## The task
Convert the items below into a two-column CSV with the header row text,answer, giving one row per item. Put each item's text and its answer in their own double-quoted fields, with line breaks replaced by spaces.

....

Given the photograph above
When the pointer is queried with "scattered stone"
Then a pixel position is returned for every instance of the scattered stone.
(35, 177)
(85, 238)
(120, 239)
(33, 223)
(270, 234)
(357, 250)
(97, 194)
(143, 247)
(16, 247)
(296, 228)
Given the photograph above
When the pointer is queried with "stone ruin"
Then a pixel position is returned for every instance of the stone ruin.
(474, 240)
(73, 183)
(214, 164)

....

## Expected answer
text,answer
"Given the photograph above When the pointer is queried with ""scattered stone"" Then a pixel position is returned for every instance of the scattered stone.","(35, 177) (85, 238) (120, 239) (33, 223) (270, 234) (357, 250) (97, 194) (143, 247) (16, 247) (296, 228)"
"Given the photograph above When the pointer is queried with ""stone ruin"" Then a pixel position is returned for every instance of the stone ruin.","(474, 240) (73, 183) (214, 164)"